◆ Work instructions:
Write out the listing again, exactly as it appears below.

━━━━━ Data for processing ━━━━━

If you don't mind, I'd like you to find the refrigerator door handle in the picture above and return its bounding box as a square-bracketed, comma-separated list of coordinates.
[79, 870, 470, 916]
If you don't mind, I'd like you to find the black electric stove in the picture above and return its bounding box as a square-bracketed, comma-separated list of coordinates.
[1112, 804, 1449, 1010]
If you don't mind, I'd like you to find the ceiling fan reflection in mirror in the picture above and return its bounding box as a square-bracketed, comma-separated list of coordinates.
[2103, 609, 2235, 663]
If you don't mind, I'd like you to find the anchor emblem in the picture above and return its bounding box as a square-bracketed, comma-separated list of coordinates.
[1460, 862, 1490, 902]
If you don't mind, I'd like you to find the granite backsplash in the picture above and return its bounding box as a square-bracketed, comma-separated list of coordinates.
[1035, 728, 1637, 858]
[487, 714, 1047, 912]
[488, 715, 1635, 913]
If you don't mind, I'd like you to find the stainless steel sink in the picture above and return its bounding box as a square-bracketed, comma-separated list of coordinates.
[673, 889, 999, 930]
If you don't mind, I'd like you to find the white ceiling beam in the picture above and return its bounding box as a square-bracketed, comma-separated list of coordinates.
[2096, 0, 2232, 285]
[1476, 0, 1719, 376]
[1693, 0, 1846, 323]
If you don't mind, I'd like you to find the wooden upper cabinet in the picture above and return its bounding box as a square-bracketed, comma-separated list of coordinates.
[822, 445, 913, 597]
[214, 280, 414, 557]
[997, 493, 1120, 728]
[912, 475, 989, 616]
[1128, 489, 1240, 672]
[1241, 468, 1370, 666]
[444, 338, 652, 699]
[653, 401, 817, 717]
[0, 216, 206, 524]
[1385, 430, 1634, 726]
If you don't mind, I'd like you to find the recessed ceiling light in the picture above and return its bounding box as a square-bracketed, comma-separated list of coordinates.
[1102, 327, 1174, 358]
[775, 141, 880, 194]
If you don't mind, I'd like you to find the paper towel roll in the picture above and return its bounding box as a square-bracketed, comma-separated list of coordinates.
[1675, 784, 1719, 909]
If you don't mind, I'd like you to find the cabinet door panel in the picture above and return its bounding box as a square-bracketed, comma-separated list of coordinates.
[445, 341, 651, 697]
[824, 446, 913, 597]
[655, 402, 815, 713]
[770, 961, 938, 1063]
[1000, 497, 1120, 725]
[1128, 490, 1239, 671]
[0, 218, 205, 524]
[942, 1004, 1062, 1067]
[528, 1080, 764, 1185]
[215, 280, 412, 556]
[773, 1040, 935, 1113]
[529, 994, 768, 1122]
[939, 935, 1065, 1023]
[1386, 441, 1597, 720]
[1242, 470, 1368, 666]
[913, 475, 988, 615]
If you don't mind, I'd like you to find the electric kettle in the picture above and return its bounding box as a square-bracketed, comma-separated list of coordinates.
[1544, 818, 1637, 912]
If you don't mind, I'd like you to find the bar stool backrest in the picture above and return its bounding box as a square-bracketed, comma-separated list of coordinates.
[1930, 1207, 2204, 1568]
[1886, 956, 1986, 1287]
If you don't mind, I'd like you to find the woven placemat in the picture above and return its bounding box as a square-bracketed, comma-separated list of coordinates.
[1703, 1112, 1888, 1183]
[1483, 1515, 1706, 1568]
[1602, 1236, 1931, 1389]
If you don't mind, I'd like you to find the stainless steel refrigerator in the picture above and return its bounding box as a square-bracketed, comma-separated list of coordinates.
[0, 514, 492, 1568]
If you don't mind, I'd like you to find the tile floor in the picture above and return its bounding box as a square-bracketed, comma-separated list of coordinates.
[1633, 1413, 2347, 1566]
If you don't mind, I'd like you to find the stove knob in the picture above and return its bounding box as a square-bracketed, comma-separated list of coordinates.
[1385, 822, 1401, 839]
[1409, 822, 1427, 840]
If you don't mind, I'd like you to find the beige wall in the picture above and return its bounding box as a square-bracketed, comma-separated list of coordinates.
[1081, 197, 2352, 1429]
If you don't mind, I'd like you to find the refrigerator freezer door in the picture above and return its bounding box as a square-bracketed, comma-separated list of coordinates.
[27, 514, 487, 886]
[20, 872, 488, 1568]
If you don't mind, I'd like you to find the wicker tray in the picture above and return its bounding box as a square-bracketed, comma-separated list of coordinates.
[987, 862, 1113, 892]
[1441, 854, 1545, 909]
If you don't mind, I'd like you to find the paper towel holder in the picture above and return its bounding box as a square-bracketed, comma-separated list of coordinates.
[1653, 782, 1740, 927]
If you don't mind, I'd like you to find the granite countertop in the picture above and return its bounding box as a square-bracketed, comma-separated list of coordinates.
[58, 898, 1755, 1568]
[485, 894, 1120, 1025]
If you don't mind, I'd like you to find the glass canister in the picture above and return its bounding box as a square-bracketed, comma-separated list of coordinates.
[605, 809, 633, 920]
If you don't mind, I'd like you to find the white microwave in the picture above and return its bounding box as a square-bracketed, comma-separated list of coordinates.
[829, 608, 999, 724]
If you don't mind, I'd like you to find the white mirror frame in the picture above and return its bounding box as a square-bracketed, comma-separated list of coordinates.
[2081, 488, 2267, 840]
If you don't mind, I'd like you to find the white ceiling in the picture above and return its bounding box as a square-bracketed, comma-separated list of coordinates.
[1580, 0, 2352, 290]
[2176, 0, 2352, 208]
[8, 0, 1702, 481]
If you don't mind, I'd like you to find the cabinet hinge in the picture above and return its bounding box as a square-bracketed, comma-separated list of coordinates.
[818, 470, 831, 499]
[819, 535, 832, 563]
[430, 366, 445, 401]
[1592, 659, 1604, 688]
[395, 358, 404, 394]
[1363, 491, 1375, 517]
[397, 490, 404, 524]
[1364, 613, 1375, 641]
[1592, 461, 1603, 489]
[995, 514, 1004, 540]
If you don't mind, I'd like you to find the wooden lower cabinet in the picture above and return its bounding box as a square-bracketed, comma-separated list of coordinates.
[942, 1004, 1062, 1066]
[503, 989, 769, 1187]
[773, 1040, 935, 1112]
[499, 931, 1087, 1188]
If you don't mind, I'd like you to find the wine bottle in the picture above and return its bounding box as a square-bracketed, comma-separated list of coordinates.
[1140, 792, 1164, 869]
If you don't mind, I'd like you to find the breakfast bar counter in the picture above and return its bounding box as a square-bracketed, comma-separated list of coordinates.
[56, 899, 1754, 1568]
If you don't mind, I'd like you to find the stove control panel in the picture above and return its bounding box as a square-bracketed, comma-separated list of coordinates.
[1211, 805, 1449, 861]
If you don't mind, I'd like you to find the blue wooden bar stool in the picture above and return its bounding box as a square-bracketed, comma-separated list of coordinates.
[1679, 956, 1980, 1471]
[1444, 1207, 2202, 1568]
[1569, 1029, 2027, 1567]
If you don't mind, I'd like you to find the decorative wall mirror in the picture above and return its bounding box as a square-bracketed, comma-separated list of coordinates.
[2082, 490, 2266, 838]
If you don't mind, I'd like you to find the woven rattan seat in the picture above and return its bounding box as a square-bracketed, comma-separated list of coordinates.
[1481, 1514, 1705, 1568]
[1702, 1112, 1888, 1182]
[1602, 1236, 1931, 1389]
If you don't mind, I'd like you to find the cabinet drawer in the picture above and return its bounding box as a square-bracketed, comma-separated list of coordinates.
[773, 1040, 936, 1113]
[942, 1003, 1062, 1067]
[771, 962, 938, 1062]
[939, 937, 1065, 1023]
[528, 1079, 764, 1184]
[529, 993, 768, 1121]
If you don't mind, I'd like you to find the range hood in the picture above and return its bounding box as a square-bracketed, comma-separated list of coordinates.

━━━━━

◆ Output of the exercise:
If you don't mind, I'd like you to find the refrigerator door handle in the picture above and return its bounding box as a square-bracketed, comma-separated list of coordinates.
[79, 870, 470, 916]
If you don't mind, I'd like you to find the black electric stove in the picture above and return its bounding box as a square-bracketed, comma-separated list of coordinates.
[1112, 804, 1449, 1010]
If you don't mind, I'd like you to find the ceiling fan reflection in mirror in the picture above and return its bounding box as a square-bracketed, comma-separated list of coordinates.
[2103, 609, 2235, 663]
If you don't mind, I'd like you to find the anchor emblem in the picture above and return its bounding box as a square-bracketed, comma-separated list of coordinates.
[1460, 862, 1490, 902]
If you don't mind, I'd like you to find the granite backsplash in the picture above and return its bounding box as a square-bracketed, comma-separated list of coordinates.
[1035, 728, 1637, 858]
[487, 714, 1047, 912]
[488, 715, 1635, 913]
If you don't mind, I'd like you to find the stainless steel sink in the picture above and return its bounding box as a square-bracketed, comma-separated list of coordinates.
[673, 889, 999, 930]
If you don't mind, I'd like you to find the white ceiling beam in the picture above and return its bounding box as a square-bracketed, comma-separated list of coordinates.
[2096, 0, 2232, 285]
[1476, 0, 1719, 376]
[1693, 0, 1846, 323]
If you don't mind, I'd like you to find the wooden upper cabinet in the picture above and return its bounding box as a square-bracketed, comma-separated list of coordinates.
[822, 445, 913, 597]
[214, 280, 414, 557]
[997, 493, 1120, 728]
[912, 475, 989, 616]
[1128, 489, 1240, 672]
[1241, 468, 1370, 666]
[444, 338, 652, 699]
[653, 401, 817, 717]
[0, 216, 206, 524]
[1385, 430, 1634, 726]
If you don't mind, I'd like you to find the recessed ceiling light in the picture above and return its bounding box as a square-bracketed, comma-separated list of coordinates.
[1102, 327, 1174, 358]
[775, 141, 880, 194]
If you don't mind, I'd like you to find the paper towel roll in the picture above and return its bounding box as a square-bracketed, comma-separated list of coordinates.
[1675, 784, 1719, 909]
If you don't mind, I'd like you to find the cabinet door panel in the picture above and return its bounding box as a square-bracketed, comma-separated list of coordinates.
[445, 341, 651, 697]
[824, 446, 913, 597]
[655, 402, 815, 713]
[770, 961, 938, 1063]
[1000, 497, 1120, 725]
[1128, 490, 1239, 671]
[0, 218, 205, 524]
[942, 1004, 1062, 1067]
[528, 1080, 764, 1185]
[215, 280, 412, 556]
[773, 1040, 935, 1113]
[529, 994, 768, 1122]
[939, 935, 1065, 1023]
[1386, 441, 1597, 720]
[1242, 470, 1368, 666]
[913, 475, 988, 615]
If you don't mind, I'd like you to find the electric kettle in the picture above and return its bounding box as a square-bracketed, comma-separated list of coordinates.
[1544, 818, 1637, 912]
If you don't mind, I'd like you to find the bar stool backrest in the picture above and return its bounding box as a square-bracketed, comma-separated list of coordinates.
[1930, 1207, 2204, 1568]
[1886, 956, 1986, 1287]
If you don't mind, I'd like you to find the woven placemat in the picture above and return its bounding box as a square-bracketed, comma-separated list of coordinates.
[1703, 1112, 1888, 1183]
[1483, 1515, 1706, 1568]
[1602, 1236, 1931, 1389]
If you don't mind, I'd like you to find the stainless steel refrigerator in the picture above and return its bounding box as a square-bracketed, comma-separated list of coordinates.
[0, 514, 492, 1568]
If you don't mind, I'd like you to find the tile floor in the picture above and return its bounding box as a square-bracketed, comma-separated list of coordinates.
[1633, 1413, 2347, 1566]
If you don't mind, I'd like you to find the stove knob in the picture above and return its bounding box as a square-bracketed, comma-separated list of coordinates.
[1385, 822, 1401, 839]
[1409, 822, 1427, 840]
If you don't mind, I'd like you to find the beige wall in the picture above and return its bounding box as a square-bracketed, comma-separated list of coordinates.
[1081, 197, 2352, 1429]
If you don't mind, I'd like you to find the refrigerator freezer door in the picture above and return its bounding box as a square-bracketed, comma-separated list of coordinates.
[27, 514, 487, 886]
[20, 872, 488, 1568]
If you don't mind, I'd like you to find the wicker tray in the picture above and return its bounding box as a square-bracketed, comma-separated list of coordinates.
[987, 862, 1113, 892]
[1441, 854, 1545, 909]
If you don't mind, I'd like you to find the paper towel holder in the picture above and return its bounding box as a square-bracketed, comma-separated list of coordinates.
[1653, 782, 1740, 927]
If you don't mind, I'd like you to find the granite countertop in the picture above and return its bounding box as a square-bracketed, comma-separated list of coordinates.
[58, 898, 1755, 1568]
[485, 894, 1120, 1025]
If you don't mind, I'd like you to find the glass canister in the picture above and return its bounding box as a square-bracketed, comma-separated list of coordinates.
[605, 809, 633, 920]
If you don't mind, I'd like you to find the white microwave in the picture above and return its bounding box as a square-bracketed, comma-separated list of coordinates.
[829, 608, 999, 724]
If you don't mind, I'd like you to find the white mirror frame in the picture above and return its bounding box as a square-bracketed, comma-separated list of coordinates.
[2081, 488, 2267, 840]
If you don't mind, I'd like you to find the white ceiling in the picture above and return its bounding box as a square-bracketed, comma-separated list of coordinates.
[1580, 0, 2352, 290]
[2176, 0, 2352, 208]
[8, 0, 1702, 481]
If you don't mind, I'd like you to find the cabinet hinge in the picture above and return its bounding box as a square-bracketed, comma-separated list of coordinates.
[818, 470, 831, 499]
[819, 535, 832, 563]
[430, 366, 445, 401]
[1592, 659, 1604, 688]
[395, 358, 404, 394]
[1363, 491, 1375, 517]
[397, 490, 404, 524]
[1364, 613, 1375, 641]
[1592, 461, 1603, 489]
[995, 514, 1004, 540]
If you don't mind, I'd like you to find the wooden lower cabinet in the picture above and return its bounding box as a square-bracketed, comma-separated list of coordinates.
[942, 1004, 1062, 1066]
[503, 989, 769, 1187]
[773, 1040, 935, 1112]
[499, 931, 1087, 1188]
If you don't mind, I'd like you to find the wine bottle in the picture above and return its bounding box as a square-bracketed, comma-separated list of coordinates.
[1140, 792, 1164, 869]
If you don't mind, I'd like you to find the breakfast bar counter in the picture above and return its bounding box as a square-bracketed, comma-separated list of coordinates.
[56, 899, 1754, 1568]
If you don't mind, I'd like you to find the stove control panel in the picture above and return its bounding box as a square-bracketed, comma-separated list of coordinates.
[1211, 805, 1449, 861]
If you don't mind, I'd like you to find the blue wooden bar stool in the picture above and return its bounding box as a square-bracketed, comma-separated list of coordinates.
[1679, 956, 1980, 1471]
[1444, 1207, 2202, 1568]
[1569, 1029, 2027, 1567]
If you don't mind, I'd like you to find the decorative wall mirror in the picture above and return its bounding box as a square-bracketed, comma-separated list of coordinates.
[2082, 490, 2266, 838]
If you don't mind, I'd like you to find the woven rattan seat in the picture above and return its bounding box as a square-bracketed, comma-separated list of coordinates.
[1481, 1514, 1705, 1568]
[1702, 1112, 1888, 1182]
[1602, 1236, 1931, 1389]
If you don't mind, I'd like you to find the cabinet drawer in the picture above and return its bounding box as a square-bracketed, comma-separated list of coordinates.
[773, 1040, 936, 1113]
[942, 1003, 1062, 1067]
[771, 962, 938, 1062]
[939, 937, 1065, 1023]
[528, 1079, 764, 1184]
[529, 993, 768, 1121]
If you don't mind, I'd like you to find the range hood in the picture above and return its bounding box as a square-bracketed, comma-separated list of coordinates.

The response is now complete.